Materiale fornito
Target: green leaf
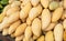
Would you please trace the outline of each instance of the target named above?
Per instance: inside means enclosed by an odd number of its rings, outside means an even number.
[[[3,7],[2,7],[2,4],[0,4],[0,9],[2,9]]]

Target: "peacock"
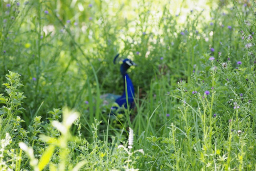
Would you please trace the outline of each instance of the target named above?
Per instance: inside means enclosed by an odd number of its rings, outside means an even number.
[[[114,64],[115,64],[116,61],[119,56],[119,54],[118,54],[115,57],[113,60]],[[112,111],[111,113],[114,113],[113,112],[114,112],[115,110],[120,107],[123,107],[123,106],[125,109],[127,109],[128,106],[130,109],[131,109],[134,106],[133,105],[133,102],[134,101],[134,88],[132,80],[129,77],[127,71],[131,66],[136,66],[137,65],[129,59],[125,59],[122,62],[123,63],[120,66],[120,72],[123,77],[124,83],[123,94],[121,96],[120,96],[107,93],[102,95],[100,97],[102,99],[103,99],[103,104],[104,105],[107,105],[111,102],[114,102],[114,101],[115,101],[116,105],[114,105],[112,107],[111,110]],[[127,90],[127,98],[125,92],[125,81]],[[126,100],[126,98],[127,98],[128,101]],[[127,101],[128,101],[128,104],[127,104]]]

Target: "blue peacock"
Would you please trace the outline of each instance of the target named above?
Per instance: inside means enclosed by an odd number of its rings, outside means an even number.
[[[113,62],[115,64],[117,59],[119,56],[118,54],[114,58]],[[102,95],[101,96],[101,98],[103,99],[103,104],[104,105],[108,104],[111,103],[115,102],[118,105],[118,106],[114,106],[112,107],[112,110],[117,109],[120,107],[123,106],[125,108],[127,109],[129,106],[129,108],[133,107],[133,102],[134,101],[134,88],[131,80],[129,77],[127,73],[127,70],[131,66],[136,66],[135,63],[129,59],[125,59],[123,60],[123,63],[120,66],[120,72],[123,79],[123,91],[121,96],[115,94],[107,93]],[[126,83],[126,87],[127,88],[127,97],[126,98],[126,93],[125,93],[125,80]],[[126,101],[127,98],[128,101]],[[128,104],[127,104],[127,101]]]

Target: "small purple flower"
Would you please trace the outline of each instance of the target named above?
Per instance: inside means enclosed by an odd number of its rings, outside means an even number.
[[[197,91],[192,91],[192,94],[195,94],[196,93],[197,93]]]
[[[219,56],[220,57],[221,56],[222,53],[221,52],[218,52],[218,54],[219,54]]]
[[[214,58],[213,57],[210,57],[210,58],[209,58],[209,60],[214,60],[215,59],[215,58]]]
[[[209,95],[209,94],[210,94],[210,92],[209,91],[208,91],[208,90],[206,90],[206,91],[205,91],[204,92],[204,93],[205,93],[205,94],[206,94],[206,95]]]

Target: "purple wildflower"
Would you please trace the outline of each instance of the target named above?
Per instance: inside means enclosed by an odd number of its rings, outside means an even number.
[[[213,57],[210,57],[210,58],[209,58],[209,60],[214,60],[215,59],[215,58],[214,58]]]
[[[209,91],[208,91],[208,90],[206,90],[206,91],[205,91],[204,92],[204,93],[205,93],[205,94],[206,94],[206,95],[209,95],[209,94],[210,94],[210,92]]]
[[[219,56],[220,57],[221,56],[222,53],[221,52],[218,52],[218,54],[219,54]]]
[[[196,93],[197,93],[197,91],[192,91],[192,94],[195,94]]]

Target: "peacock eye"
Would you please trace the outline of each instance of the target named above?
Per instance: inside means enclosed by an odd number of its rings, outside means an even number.
[[[131,63],[131,62],[128,60],[126,61],[125,63],[129,66],[132,66],[133,65],[133,64]]]

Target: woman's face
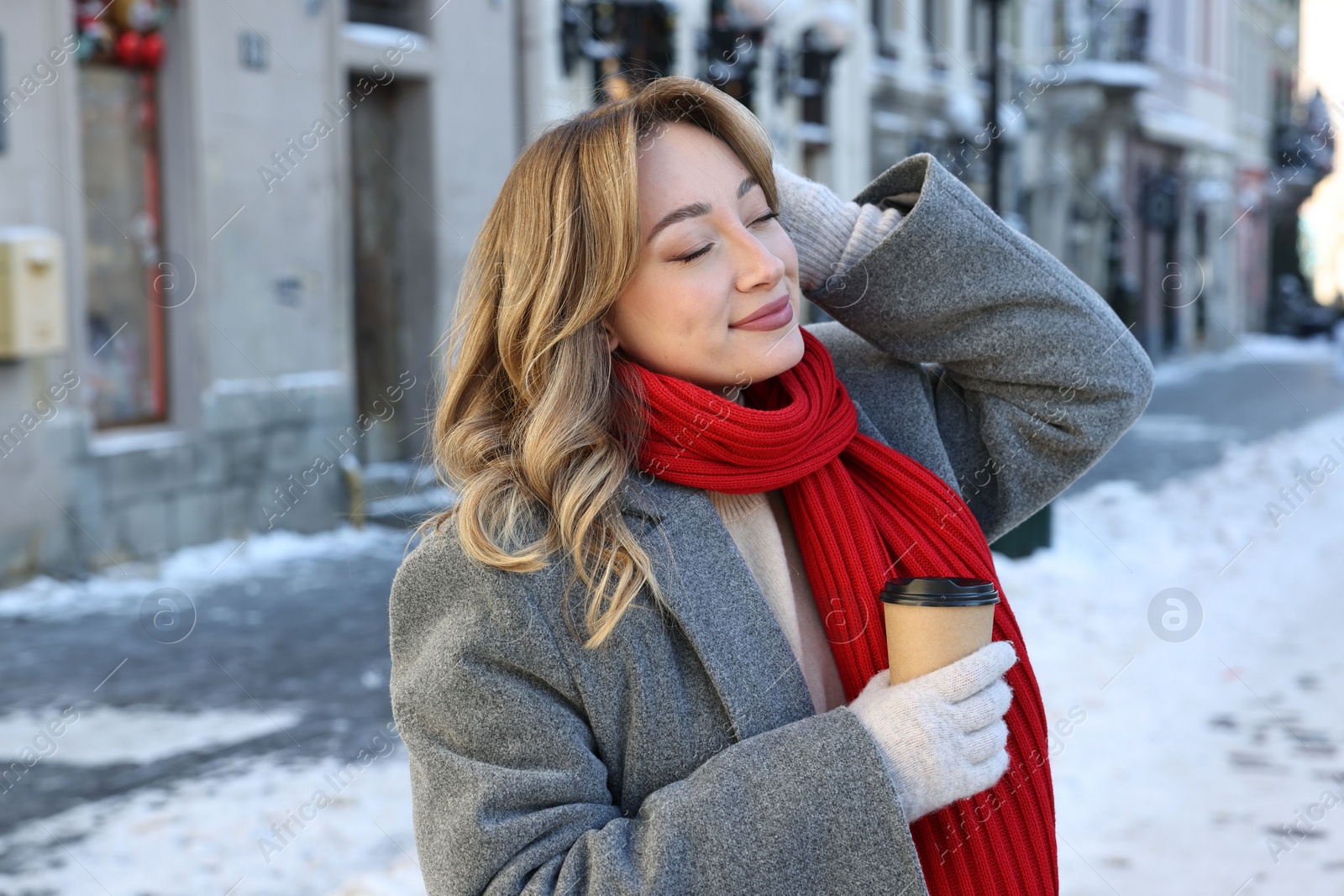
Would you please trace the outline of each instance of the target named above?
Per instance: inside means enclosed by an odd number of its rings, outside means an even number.
[[[798,255],[720,138],[669,124],[640,144],[640,262],[607,312],[610,348],[738,400],[802,357]],[[781,313],[741,325],[770,308]]]

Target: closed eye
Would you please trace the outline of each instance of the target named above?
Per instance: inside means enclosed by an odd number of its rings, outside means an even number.
[[[755,227],[757,224],[769,223],[769,222],[774,220],[778,216],[780,216],[780,212],[775,212],[775,211],[766,212],[765,215],[761,215],[754,222],[751,222],[751,226]],[[689,255],[679,255],[677,258],[673,258],[672,261],[675,261],[675,262],[694,262],[696,258],[700,258],[702,255],[704,255],[711,249],[714,249],[714,243],[706,243],[704,246],[702,246],[700,249],[695,250]]]
[[[681,255],[679,258],[673,258],[672,261],[675,261],[675,262],[694,262],[696,258],[699,258],[700,255],[706,254],[711,249],[714,249],[714,243],[706,243],[702,249],[695,250],[689,255]]]

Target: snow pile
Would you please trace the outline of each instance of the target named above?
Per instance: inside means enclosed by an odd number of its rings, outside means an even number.
[[[1337,467],[1344,414],[1056,500],[1051,549],[996,556],[1055,725],[1064,893],[1344,891]],[[1150,613],[1167,588],[1184,631]]]

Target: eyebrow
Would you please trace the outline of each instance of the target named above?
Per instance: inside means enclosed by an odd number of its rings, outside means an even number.
[[[746,177],[743,177],[742,183],[738,184],[738,199],[746,196],[749,192],[751,192],[751,188],[757,185],[758,181],[754,176],[747,175]],[[680,220],[687,220],[688,218],[699,218],[700,215],[708,215],[708,214],[710,214],[708,203],[691,203],[689,206],[681,206],[680,208],[675,208],[669,211],[667,215],[663,215],[663,218],[659,219],[659,223],[653,224],[653,228],[649,230],[648,239],[645,239],[644,242],[646,243],[653,242],[653,238],[657,236],[664,227],[669,227]]]

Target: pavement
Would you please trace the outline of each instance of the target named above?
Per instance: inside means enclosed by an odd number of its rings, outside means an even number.
[[[1344,407],[1328,344],[1266,340],[1160,368],[1142,418],[1064,497],[1117,478],[1156,489],[1216,463],[1231,445]],[[171,725],[113,725],[106,731],[120,731],[128,743],[108,735],[106,743],[87,747],[102,750],[101,758],[75,762],[56,751],[4,780],[0,896],[39,892],[7,889],[7,875],[34,861],[31,841],[7,834],[81,805],[200,779],[239,760],[345,762],[384,729],[391,721],[387,594],[406,545],[405,535],[386,532],[392,535],[327,556],[300,556],[222,580],[200,578],[177,591],[191,614],[173,623],[190,622],[191,629],[176,642],[148,622],[159,606],[149,595],[106,611],[0,614],[0,751],[12,747],[5,736],[28,743],[36,735],[26,732],[40,735],[40,727],[24,720],[67,705],[89,719],[102,709],[214,713],[223,732],[173,746]],[[173,604],[173,613],[180,610]],[[231,719],[262,724],[237,727]],[[161,748],[156,737],[165,739]],[[15,755],[13,748],[4,752],[4,763]],[[48,858],[59,860],[62,849],[65,844],[51,844]]]

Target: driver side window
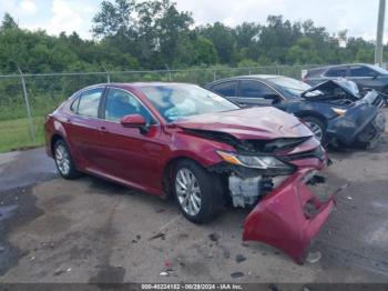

Cosa fare
Riscrivi i record dalla riga con "Target: eyebrow" fino alla fine dei record, estremi inclusi e richieste comprese, e sposta di -69 ogni coordinata nelle risposte. Non riportare le immagini.

Risposta corretta
Target: eyebrow
Would you please trace the outline of each instance of the target named above?
Per instance: inside means enclosed by an odd number of its rings, outside means an even number.
[[[677,108],[674,108],[673,114],[669,115],[669,130],[677,127],[680,123],[682,123],[682,119],[688,116],[689,112],[685,107],[678,106]],[[611,151],[618,151],[619,149],[630,149],[631,146],[639,146],[639,145],[641,145],[639,134],[622,134],[620,137],[612,137],[611,139],[606,139],[600,142],[598,146],[594,146],[594,149],[590,150],[590,154],[584,155],[584,159],[580,161],[579,170],[576,170],[575,173],[577,174],[584,173],[584,169],[588,167],[595,158],[600,158]]]

Target: pavement
Would you please trace the outline of each instance of the target named above?
Per instance: inside means enclosed by an odd number of its rings, outside means an even number.
[[[1275,338],[1259,275],[1197,271],[1091,299],[1073,349],[995,428],[1048,409],[1087,420],[1147,394],[1162,376]],[[102,656],[44,656],[37,662],[51,662],[59,674],[39,666],[37,674],[18,678],[33,681],[32,689],[6,693],[-13,682],[-65,711],[-69,827],[-30,823],[-62,820],[-62,806],[-35,792],[-38,772],[-62,765],[12,736],[131,710],[170,691],[276,693],[315,660],[322,652],[318,525],[337,476],[336,466],[317,463],[323,466],[258,487],[231,487],[153,511],[131,509],[108,522],[122,545],[104,554],[121,553],[122,560],[107,573],[79,553],[90,537],[80,526],[37,542],[-69,545],[-69,682],[-57,678],[-64,667],[-41,674],[-33,666],[-43,663],[-29,666],[-29,658],[-45,651],[-2,636],[20,650],[33,640],[145,644],[154,663],[104,677]],[[104,535],[104,544],[111,541]],[[162,650],[193,655],[168,658]],[[92,679],[87,668],[96,670]],[[-54,686],[-56,679],[-65,683],[-65,694]],[[-21,789],[-10,791],[-7,780],[-4,775],[-18,775]]]

Target: driver side window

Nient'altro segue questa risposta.